• **Work instructions**
Set out all of the following lines as a numbered list, omitting any blank lines.

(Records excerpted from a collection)
◆ ◆ ◆ ◆

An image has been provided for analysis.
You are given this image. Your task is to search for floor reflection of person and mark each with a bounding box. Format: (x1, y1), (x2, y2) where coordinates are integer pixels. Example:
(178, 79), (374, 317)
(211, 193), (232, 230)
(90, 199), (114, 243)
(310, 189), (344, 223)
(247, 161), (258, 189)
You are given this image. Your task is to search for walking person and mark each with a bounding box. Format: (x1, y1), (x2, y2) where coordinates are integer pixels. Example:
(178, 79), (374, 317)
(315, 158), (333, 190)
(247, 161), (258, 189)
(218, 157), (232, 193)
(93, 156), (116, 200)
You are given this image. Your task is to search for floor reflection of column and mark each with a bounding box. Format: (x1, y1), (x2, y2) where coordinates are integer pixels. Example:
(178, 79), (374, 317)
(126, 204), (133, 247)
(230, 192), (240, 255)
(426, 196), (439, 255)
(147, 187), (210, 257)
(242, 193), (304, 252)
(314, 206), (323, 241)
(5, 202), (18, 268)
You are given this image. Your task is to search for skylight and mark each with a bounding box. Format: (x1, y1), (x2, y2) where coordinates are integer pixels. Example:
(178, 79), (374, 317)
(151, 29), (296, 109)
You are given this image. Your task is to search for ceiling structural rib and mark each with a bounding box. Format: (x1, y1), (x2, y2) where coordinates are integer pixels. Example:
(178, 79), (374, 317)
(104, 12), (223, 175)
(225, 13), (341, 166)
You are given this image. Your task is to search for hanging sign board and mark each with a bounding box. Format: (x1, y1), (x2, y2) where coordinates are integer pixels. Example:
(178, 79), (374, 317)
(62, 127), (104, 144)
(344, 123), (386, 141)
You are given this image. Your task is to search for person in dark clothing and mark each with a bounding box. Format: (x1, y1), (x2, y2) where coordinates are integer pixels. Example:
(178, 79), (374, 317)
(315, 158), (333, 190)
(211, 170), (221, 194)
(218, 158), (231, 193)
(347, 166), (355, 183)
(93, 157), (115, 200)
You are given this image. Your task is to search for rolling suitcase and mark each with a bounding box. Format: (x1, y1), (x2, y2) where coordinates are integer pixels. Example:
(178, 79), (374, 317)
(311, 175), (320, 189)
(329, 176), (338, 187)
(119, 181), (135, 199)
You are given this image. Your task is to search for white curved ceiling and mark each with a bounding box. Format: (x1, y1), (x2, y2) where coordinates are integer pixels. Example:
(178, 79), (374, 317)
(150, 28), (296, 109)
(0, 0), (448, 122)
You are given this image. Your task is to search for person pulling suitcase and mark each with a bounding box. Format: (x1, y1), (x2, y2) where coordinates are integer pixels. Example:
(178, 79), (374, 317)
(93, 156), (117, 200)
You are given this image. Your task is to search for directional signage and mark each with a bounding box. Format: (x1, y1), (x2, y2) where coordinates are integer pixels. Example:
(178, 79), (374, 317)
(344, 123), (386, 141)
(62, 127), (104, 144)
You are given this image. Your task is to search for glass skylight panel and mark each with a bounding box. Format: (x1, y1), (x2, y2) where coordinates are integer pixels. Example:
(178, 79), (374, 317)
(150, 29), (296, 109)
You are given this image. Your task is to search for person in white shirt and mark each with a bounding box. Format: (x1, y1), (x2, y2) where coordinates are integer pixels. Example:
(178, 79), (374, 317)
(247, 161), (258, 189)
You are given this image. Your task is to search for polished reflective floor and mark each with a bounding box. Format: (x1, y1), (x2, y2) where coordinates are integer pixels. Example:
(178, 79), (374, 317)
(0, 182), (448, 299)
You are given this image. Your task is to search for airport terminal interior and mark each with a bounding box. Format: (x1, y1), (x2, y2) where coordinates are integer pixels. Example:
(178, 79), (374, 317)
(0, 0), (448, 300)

◆ ◆ ◆ ◆

• **Answer in full**
1. An image has been provided for analysis.
2. You are given this image. Your task is to search for floor reflection of person and mark each with a bounding box. Format: (x1, y1), (x2, y2) where coordinates are integer pixels. Example:
3. (178, 79), (374, 317)
4. (211, 193), (232, 230)
5. (90, 199), (114, 243)
6. (310, 189), (344, 223)
7. (247, 161), (258, 189)
8. You are given this image. Your task is to search for walking person and mark each with a bounding box. Format: (x1, y1), (x2, y2) where coordinates are integer pixels. Example:
9. (178, 79), (374, 317)
10. (315, 158), (333, 190)
11. (247, 161), (258, 189)
12. (218, 157), (232, 193)
13. (93, 156), (116, 200)
14. You are given this image. Your task is to search for floor reflection of column and mark each with a bounding box. Format: (x1, y1), (x2, y2) where coordinates are integer pixels. Example:
15. (178, 79), (374, 317)
16. (126, 204), (133, 247)
17. (230, 192), (240, 255)
18. (426, 196), (439, 255)
19. (147, 187), (210, 257)
20. (242, 193), (304, 252)
21. (314, 206), (323, 241)
22. (5, 202), (18, 268)
23. You are given this image. Your task is to search for skylight and mark each with a bounding box. Format: (x1, y1), (x2, y2) where coordinates are integer pixels. Example:
24. (178, 79), (374, 317)
25. (151, 29), (296, 109)
26. You are given this image. Your task is to search for ceiling structural rib and mark each with a bounding box. Format: (x1, y1), (x2, y2) where coordinates are integer pixels. Example:
27. (178, 79), (374, 317)
28. (104, 12), (223, 175)
29. (225, 13), (341, 166)
30. You are given this image. Your task is to search for hanging sign board and mark each with a bounding box. Format: (x1, y1), (x2, y2) where coordinates are integer pixels. Example:
31. (178, 79), (374, 317)
32. (62, 127), (104, 144)
33. (344, 123), (386, 141)
34. You are given this image. Your task is to search for person in dark clothing and mark each with a bounding box. Format: (x1, y1), (x2, y2) where coordinates are integer pixels. Example:
35. (178, 79), (374, 317)
36. (315, 158), (333, 190)
37. (211, 170), (221, 194)
38. (218, 158), (231, 193)
39. (347, 166), (355, 183)
40. (93, 157), (115, 200)
41. You are given this image. Your task is to search for rolling suitcase and mark each with a bounding box. Format: (x1, y1), (x2, y2) where coordinates are integer pixels. Example:
42. (178, 79), (374, 317)
43. (311, 175), (320, 189)
44. (329, 176), (338, 187)
45. (119, 181), (135, 199)
46. You are given this image. Your task is to search for white curved ceiling and mark each with a bounding box. Format: (x1, y1), (x2, y2) where coordinates are integer pixels. Example:
47. (178, 79), (374, 317)
48. (150, 28), (296, 109)
49. (0, 0), (448, 122)
50. You are given this image. Your task is to search for person pulling suitcase and mark each with a bounding box. Format: (x1, y1), (x2, y2) where coordinates are integer pixels. Example:
51. (178, 79), (374, 317)
52. (93, 156), (117, 200)
53. You are given this image. Your task is to search for directional signage and mark each with a bounding box. Format: (x1, y1), (x2, y2) where coordinates are integer pixels. Example:
54. (178, 79), (374, 317)
55. (344, 123), (386, 141)
56. (62, 127), (104, 144)
57. You are given this image. Your task is to search for glass skylight panel and mark each with a bounding box. Format: (x1, y1), (x2, y2) where coordinates are integer pixels. Example:
58. (178, 79), (374, 317)
59. (150, 29), (296, 109)
60. You are given this image. Your task is to search for person in white shirt and mark each with a bounding box. Format: (x1, y1), (x2, y2) where coordinates are integer pixels. Example:
61. (178, 79), (374, 317)
62. (247, 161), (258, 189)
63. You are given this image. Your task is to search for polished reflective floor and mark each with a bounding box. Format: (x1, y1), (x2, y2) where coordinates are integer pixels. Example:
64. (178, 79), (374, 317)
65. (0, 182), (448, 299)
66. You are given this image. Your task is to search for airport terminal interior and mark each with a bounding box. Format: (x1, y1), (x2, y2) where coordinates are integer pixels. Example:
67. (178, 79), (374, 317)
68. (0, 0), (448, 300)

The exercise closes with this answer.